- _WHAT TO PRODUCE_: In the listing below, count the lines that contain the string "glass". Matching is case-sensitive, and the answer is only that number.

(Dataset records on object locations)
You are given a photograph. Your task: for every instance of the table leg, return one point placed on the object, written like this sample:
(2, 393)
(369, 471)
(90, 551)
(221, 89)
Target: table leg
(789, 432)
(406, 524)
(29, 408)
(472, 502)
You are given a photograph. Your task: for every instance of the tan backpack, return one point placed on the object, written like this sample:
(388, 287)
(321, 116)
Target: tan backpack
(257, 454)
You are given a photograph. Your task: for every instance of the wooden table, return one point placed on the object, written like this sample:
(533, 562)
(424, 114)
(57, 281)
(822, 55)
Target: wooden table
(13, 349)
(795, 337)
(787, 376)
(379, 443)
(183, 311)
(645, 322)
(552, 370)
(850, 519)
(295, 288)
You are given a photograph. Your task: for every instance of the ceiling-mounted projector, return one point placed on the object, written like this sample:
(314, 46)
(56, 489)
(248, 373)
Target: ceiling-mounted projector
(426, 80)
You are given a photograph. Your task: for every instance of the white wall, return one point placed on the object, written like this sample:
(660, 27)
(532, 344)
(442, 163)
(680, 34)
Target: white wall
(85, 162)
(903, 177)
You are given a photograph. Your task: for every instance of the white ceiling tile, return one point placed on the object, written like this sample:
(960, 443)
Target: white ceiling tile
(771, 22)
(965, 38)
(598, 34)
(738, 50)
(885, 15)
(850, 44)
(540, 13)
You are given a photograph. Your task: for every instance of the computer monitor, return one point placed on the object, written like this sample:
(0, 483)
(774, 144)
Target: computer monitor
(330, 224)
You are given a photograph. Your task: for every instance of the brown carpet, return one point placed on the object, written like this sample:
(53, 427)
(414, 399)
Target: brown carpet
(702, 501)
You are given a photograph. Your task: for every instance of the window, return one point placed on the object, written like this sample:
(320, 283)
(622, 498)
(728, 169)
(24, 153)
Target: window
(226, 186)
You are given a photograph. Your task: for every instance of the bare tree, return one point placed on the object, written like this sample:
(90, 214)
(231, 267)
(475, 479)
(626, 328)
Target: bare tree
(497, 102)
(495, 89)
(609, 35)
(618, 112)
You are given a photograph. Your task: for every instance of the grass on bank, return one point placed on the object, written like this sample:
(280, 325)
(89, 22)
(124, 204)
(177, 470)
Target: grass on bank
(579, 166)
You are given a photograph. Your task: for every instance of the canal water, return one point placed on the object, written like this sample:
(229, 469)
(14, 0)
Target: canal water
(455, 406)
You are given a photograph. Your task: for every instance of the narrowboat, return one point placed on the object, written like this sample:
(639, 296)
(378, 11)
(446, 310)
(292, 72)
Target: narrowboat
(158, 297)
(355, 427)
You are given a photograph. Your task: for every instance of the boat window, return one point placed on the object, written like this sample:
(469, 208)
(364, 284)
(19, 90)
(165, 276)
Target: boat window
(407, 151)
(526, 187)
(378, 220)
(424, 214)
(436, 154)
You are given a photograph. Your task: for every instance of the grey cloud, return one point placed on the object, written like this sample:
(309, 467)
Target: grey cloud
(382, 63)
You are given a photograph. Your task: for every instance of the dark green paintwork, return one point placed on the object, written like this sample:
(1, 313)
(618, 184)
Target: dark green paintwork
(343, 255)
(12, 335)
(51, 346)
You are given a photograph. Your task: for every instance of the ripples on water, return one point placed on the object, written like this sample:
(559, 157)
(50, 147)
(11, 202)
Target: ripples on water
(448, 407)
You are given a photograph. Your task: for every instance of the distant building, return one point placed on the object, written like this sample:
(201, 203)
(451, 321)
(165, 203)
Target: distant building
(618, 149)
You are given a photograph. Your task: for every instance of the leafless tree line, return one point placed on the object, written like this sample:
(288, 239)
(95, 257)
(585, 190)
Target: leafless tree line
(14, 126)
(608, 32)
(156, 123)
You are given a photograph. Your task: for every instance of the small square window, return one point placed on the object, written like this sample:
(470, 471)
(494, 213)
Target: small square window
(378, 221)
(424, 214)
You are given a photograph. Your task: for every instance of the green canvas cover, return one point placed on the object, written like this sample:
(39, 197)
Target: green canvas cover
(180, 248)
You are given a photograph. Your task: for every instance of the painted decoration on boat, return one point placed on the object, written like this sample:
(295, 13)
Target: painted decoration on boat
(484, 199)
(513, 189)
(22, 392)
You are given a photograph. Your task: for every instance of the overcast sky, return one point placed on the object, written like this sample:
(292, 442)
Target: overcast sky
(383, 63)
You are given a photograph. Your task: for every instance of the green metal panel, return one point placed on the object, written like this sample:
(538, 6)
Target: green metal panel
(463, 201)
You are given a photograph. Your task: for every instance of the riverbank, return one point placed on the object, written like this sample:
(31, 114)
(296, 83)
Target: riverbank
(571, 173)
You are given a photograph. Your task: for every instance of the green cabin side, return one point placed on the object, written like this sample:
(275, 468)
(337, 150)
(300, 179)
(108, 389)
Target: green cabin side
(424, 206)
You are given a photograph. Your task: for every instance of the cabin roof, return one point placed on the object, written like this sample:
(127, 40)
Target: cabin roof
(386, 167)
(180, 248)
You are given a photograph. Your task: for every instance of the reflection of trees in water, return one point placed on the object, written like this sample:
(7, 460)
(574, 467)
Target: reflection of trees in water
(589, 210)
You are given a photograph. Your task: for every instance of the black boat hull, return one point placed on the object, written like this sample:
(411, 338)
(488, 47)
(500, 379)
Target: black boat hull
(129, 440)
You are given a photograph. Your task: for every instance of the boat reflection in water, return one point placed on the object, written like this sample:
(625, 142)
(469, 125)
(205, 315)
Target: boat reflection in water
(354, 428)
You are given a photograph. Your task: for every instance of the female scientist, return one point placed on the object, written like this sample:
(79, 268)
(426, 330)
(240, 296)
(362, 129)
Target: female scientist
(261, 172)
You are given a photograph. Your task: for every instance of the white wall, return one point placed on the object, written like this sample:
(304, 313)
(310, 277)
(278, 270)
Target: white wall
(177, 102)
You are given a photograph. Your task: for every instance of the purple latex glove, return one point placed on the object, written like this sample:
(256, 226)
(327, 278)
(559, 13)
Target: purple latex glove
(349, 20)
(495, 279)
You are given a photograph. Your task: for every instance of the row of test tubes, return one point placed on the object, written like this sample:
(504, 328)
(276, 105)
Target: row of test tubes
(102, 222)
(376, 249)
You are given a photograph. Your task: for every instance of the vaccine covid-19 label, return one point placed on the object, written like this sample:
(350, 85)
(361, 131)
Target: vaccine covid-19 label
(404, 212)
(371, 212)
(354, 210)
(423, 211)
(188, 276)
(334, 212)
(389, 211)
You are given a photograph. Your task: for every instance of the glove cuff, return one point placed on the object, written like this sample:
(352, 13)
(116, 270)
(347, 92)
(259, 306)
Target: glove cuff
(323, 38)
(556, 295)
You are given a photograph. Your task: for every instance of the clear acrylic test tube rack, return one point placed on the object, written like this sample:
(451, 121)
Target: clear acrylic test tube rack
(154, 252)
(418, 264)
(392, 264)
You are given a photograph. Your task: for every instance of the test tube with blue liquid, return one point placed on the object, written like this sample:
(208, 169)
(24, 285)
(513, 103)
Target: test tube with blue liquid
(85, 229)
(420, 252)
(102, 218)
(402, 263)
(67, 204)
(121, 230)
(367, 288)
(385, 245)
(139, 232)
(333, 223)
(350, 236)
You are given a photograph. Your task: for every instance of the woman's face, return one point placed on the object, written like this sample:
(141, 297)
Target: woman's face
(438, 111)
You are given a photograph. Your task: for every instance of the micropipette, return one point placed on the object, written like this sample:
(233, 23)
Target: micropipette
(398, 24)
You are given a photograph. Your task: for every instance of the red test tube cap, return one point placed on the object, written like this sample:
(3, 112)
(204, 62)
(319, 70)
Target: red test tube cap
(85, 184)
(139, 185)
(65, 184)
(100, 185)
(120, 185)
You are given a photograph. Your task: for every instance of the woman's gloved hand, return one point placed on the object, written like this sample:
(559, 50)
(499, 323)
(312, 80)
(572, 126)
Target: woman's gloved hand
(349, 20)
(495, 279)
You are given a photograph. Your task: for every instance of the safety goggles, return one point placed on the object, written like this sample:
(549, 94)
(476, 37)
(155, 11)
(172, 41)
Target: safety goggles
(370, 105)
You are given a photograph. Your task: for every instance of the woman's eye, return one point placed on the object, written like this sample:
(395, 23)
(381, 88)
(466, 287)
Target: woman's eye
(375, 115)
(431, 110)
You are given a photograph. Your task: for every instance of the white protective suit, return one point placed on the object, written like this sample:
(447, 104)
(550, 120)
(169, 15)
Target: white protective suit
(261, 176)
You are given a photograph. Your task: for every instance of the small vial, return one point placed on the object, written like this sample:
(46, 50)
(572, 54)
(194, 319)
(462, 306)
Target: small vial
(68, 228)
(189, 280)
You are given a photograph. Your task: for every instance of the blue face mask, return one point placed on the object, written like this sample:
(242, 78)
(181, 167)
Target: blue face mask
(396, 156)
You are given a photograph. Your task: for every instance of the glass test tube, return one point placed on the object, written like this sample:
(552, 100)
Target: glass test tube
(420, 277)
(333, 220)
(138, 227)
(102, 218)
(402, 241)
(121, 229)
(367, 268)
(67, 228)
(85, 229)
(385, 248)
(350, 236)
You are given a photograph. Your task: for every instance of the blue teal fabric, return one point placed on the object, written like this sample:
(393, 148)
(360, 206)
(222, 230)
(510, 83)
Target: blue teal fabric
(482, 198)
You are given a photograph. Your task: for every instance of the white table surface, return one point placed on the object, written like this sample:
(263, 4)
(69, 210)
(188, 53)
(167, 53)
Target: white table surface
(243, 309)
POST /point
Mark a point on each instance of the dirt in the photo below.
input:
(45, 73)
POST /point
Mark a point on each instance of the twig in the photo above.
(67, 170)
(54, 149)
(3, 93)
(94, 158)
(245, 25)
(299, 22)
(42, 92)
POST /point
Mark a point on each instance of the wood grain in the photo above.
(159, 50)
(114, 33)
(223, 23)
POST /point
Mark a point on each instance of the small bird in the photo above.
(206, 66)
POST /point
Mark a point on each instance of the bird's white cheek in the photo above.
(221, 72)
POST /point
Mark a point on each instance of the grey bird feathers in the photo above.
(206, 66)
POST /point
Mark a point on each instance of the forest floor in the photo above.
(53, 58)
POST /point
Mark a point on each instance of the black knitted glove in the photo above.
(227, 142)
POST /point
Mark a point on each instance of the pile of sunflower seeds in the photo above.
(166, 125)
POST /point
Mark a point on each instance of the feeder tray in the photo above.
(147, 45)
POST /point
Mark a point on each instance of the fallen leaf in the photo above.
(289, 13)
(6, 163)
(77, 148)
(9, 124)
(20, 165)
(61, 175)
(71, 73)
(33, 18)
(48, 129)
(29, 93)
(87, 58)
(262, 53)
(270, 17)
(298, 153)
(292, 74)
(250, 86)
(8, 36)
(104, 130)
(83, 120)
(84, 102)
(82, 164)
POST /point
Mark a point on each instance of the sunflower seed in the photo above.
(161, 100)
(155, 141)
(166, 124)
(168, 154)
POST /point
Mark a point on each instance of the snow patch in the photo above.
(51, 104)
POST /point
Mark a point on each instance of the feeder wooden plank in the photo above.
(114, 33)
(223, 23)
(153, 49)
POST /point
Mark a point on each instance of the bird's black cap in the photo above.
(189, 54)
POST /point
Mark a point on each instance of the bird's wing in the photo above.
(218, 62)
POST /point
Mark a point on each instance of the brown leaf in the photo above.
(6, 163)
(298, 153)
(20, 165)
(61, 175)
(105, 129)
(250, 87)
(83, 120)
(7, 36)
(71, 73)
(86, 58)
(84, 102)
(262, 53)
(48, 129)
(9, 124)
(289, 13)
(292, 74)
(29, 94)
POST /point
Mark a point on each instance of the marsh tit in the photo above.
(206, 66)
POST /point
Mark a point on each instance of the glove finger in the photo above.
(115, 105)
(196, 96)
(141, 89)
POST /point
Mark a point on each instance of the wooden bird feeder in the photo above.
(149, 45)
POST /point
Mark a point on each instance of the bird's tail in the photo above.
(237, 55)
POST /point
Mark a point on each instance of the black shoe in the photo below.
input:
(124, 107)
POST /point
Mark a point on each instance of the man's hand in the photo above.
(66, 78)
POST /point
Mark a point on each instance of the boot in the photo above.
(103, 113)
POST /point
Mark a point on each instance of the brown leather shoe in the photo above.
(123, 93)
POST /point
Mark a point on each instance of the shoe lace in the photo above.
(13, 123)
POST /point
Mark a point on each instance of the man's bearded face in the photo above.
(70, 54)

- _RESULT OF THIS TASK_: 2